=== Provided text ===

In a larger, sense, though, I think this argument is illegitimate. Attacks of opportunity as an example - you can simplify by abolishing them except for spellcasting, for instance, which completely obviates your problem. You can simplify them the way Iron Heroes does it, by granting an attack of opportunity for doing anything in someone's threatened area that isn't an attack.

I think these are things which can be done for any aspect of the d20 System and therefore for any aspect of the D&D game, without blowing the balance of the game to smithereens.
 

Aldarc said:
I loved Arcana Unearthed, and that is when I put a halt on buying WotC. It was becoming apparent that it would be the 3rd-Party publishers that would totally revolutionize the system. And after Arcana Unearthed, we have Elements of Magic, Black Company, Castles & Crusaders, Blue Rose, Grim Tales, Mutants & Masterminds, and Iron Heroes that indeed have moved the game closer to the feel that I want from fantasy.
I think the number one problem that people like you have, Aldarc, is that you don't even realise how little you need Wizards of the Coast, given that you have all of these publishers and their games instead.

What in Hell is it to you if every single D&D player really is a mindless KEWL POWERZ-obsessed munchkin anime kid, if you're playing those games?

No, it's people like you who think D&D should matter to them that have the problem.
 

I think the number one problem that people like you have, Aldarc, is that you don't even realise how little you need Wizards of the Coast, given that you have all of these publishers and their games instead.

=== Provided information ===

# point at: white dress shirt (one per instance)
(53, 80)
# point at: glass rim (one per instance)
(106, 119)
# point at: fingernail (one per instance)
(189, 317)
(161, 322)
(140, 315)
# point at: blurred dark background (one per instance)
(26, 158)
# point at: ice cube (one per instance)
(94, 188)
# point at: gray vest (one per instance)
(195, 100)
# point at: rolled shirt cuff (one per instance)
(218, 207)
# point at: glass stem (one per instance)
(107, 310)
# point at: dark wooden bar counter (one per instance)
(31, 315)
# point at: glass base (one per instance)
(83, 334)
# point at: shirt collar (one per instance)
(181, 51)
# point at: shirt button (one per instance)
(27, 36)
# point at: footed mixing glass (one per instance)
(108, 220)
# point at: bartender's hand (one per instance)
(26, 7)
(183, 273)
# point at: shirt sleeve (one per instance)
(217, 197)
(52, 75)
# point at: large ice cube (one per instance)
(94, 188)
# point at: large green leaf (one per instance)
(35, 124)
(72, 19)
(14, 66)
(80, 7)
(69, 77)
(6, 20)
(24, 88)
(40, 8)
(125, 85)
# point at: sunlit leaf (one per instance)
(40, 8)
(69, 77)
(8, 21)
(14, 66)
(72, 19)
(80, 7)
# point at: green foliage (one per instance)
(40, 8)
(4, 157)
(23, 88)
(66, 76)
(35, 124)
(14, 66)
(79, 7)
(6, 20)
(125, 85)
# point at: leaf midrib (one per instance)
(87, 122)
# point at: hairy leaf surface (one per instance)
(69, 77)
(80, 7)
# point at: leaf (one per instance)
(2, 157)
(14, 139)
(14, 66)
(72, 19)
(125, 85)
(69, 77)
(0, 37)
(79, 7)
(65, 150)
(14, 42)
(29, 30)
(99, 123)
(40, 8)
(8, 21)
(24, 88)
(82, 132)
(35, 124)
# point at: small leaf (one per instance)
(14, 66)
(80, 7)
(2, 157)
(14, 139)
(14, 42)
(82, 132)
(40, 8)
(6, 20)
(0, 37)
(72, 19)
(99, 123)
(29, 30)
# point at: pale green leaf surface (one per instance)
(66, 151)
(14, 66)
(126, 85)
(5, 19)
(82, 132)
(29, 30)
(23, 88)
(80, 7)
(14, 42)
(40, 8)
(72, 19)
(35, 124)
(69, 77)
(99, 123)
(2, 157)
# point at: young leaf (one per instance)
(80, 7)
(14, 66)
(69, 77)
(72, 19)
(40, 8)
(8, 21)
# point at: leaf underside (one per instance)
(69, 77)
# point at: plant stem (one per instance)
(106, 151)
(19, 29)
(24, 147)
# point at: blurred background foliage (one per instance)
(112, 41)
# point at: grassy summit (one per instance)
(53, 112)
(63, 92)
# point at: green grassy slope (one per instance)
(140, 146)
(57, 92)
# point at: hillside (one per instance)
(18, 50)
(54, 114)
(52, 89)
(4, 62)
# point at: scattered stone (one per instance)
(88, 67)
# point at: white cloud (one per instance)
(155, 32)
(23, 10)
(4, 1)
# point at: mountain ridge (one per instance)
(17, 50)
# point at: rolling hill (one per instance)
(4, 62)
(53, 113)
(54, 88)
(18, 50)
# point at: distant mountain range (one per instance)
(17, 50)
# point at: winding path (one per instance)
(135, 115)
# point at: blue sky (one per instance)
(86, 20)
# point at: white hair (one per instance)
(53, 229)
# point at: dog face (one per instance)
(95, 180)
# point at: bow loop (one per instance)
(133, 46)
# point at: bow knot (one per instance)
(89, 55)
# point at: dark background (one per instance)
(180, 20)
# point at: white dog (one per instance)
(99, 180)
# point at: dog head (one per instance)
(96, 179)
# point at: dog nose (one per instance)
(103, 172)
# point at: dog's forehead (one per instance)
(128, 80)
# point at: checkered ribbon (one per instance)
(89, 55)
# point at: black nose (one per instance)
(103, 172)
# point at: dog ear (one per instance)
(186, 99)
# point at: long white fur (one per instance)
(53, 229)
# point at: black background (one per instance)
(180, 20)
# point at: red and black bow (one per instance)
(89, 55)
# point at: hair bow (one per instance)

===

Problems to solve.
1. In the D&D discussion, turn the paragraph beginning "In a larger, sense, though" into a short bulleted list that keeps its main points.
2. Answer from the D&D discussion:
(a) Which game does the writer name as granting an attack of opportunity for doing anything in a threatened area that isn't an attack?
(b) After which product did Aldarc stop buying WotC?
(c) According to the writer, which people have the problem?

Task-by-task results.
1.
- The writer considers the argument illegitimate.
- Attacks of opportunity can be simplified by abolishing them except for spellcasting, which removes the problem entirely.
- They can also be simplified the Iron Heroes way: granting one for doing anything in someone's threatened area that isn't an attack.

2.
(a) Iron Heroes.
(b) Arcana Unearthed.
(c) People who think D&D should matter to them.